Work to complete –
#1 In the school board article, what is the name of the academy proposed in the rejected charter school petition?
#2 Carry on the school board article from where it ends.

Reading text –
School board quietly rejects petition for charter school
In recent weeks, while the school board deliberated over the controversial firing and re-hiring of former Sumner Elementary School Principal Frank D’Emilio, verbal fireworks and big crowds were common at meetings.
Other headline-warranting events, like the hiring of a new superintendent and the awarding of the Teacher and Classified Staff Member of the Year awards, have added to the excitement. But with Mr. D’Emilio reinstated as a classroom teacher and Jim Elsasser sworn in as district head, things are slowing down.
The last meeting of the Claremont Unified School District Board of Education before school lets out was held on Thursday, June 7. Attendance was sparse and the agenda was pretty quiet, dominated largely by school-site updates and intra-district kudos.
The exception to this rule was the board’s rejection of a petition for a new charter school. The author of that petition, Lynette Lucas, took a moment to address the board’s actions regarding the proposed Embracing the Whole Child Arts and Technology Academy.
Ms. Lucas said she does not censure the board for its rejection of the petition, but expressed her frustration at the board’s unresponsiveness when she has reached out with meeting requests and at its communication in general.
Ms. Lucas, who says she will petition for the school again, asked in the future she be treated with “common courtesy.”
Other items on the agenda included a report on the groundbreaking ceremony held at Claremont High School on Wednesday, June 6and a report by San Antonio High School Principal Steven Boyd regarding the continuation school’s progress towards its Single Plan for Student Achievement.
The board also took a moment to bid a fond adieu to outgoing student board members Jake Wu and TeVin Woods. While TeVin was unable to attend the meeting, Jake was there to receive a certificate of appreciation from the board and to share that he heads to UC Berkely this fall.
“You have to put in a lot of time and a lot of effort, so we really appreciate it,” Mr. Stark said.

Data supplied –
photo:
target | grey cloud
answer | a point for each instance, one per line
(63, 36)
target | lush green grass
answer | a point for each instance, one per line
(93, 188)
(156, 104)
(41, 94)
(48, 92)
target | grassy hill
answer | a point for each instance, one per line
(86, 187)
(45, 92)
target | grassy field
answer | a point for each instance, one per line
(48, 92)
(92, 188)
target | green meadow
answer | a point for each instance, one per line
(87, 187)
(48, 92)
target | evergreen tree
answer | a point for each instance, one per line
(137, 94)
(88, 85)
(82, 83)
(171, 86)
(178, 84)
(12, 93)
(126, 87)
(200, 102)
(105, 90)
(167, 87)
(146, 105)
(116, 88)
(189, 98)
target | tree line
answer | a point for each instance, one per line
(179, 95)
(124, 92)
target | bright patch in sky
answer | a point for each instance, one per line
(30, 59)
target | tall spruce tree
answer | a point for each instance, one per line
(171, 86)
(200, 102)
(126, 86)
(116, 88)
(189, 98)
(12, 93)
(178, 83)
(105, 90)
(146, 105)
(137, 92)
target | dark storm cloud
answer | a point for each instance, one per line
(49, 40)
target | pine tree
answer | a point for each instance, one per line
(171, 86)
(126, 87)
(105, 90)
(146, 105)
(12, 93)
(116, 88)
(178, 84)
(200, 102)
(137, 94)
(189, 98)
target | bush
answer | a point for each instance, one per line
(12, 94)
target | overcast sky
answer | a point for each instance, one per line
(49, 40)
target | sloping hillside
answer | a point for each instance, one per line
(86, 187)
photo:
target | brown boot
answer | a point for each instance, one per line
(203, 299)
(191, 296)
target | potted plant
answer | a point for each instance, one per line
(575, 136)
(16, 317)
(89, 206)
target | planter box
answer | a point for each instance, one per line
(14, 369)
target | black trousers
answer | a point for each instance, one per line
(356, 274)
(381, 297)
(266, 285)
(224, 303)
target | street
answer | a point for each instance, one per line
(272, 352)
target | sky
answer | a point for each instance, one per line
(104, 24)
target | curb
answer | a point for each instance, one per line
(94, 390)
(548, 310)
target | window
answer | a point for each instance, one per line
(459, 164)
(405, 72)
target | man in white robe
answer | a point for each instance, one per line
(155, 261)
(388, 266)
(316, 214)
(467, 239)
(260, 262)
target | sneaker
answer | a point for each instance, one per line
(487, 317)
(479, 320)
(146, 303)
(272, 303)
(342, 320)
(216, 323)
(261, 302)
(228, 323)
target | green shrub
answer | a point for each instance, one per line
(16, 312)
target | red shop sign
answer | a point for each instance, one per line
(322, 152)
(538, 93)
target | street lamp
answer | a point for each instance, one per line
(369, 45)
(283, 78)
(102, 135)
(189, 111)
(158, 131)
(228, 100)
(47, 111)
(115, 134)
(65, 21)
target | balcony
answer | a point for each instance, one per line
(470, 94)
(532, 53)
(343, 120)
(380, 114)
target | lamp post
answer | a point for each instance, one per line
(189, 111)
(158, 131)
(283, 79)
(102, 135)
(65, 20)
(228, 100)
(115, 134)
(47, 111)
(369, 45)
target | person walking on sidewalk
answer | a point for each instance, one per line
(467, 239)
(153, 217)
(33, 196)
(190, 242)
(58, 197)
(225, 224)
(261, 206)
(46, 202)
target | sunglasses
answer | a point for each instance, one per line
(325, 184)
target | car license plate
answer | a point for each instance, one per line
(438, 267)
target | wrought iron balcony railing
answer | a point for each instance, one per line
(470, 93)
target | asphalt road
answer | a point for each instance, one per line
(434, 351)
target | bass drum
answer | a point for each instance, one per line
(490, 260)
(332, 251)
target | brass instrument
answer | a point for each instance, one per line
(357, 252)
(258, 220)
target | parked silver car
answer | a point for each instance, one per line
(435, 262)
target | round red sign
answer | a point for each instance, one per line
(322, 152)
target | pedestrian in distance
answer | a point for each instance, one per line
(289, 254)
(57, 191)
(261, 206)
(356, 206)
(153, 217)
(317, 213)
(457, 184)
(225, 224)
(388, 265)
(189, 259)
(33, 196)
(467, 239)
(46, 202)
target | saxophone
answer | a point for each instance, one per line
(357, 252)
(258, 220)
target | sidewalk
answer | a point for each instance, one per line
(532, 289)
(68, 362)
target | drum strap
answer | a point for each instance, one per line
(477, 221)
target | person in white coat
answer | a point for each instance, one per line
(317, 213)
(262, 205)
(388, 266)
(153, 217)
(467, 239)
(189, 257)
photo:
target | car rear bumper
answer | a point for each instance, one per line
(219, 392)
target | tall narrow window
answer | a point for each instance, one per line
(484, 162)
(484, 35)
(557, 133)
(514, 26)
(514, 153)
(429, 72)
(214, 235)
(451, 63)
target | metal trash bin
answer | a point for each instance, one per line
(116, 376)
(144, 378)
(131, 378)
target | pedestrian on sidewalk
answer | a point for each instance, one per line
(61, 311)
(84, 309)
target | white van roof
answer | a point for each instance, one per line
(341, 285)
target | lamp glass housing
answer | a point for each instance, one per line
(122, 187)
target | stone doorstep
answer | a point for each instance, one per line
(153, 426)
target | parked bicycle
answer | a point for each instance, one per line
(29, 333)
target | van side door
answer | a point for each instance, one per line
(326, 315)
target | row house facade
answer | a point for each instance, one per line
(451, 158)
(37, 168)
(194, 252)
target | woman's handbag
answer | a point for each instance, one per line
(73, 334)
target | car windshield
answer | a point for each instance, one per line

Answer section –
#1 The Embracing the Whole Child Arts and Technology Academy.

#2
Those looking for summer reading material will be interested to hear that the Friends of the Claremont Library’s “On the Same Page Reading Program”—which encourages community members and students to focus on one book throughout the year—has announced its choice for 2012-2013.
The book selected was The Immortal Life of Henrietta Lacks (2010), which tells the story of Henrietta Lacks, a poor Southern tobacco farmer whose cells were harvested without her consent. In the ensuing years and even today, her cells, the first “immortal” human cells grown in culture, have been used for a vast array of groundbreaking research.
The book seeks to explore some of the ethical questions posed by the use of Ms. Lacks cells’ and to put a face and a life to the genetic material that has played such a huge role in history.
During the year, community members will be encouraged to attend a number of discussions of the book and of the various implications of the story. The Friends of the Claremont Library are presenting 40 copies of the book to Claremont High School. The Immortal Life of Henrietta Lacks will be used in conjunction with the curriculum across the International Baccalaureate Program, from language arts classes to science to P.E.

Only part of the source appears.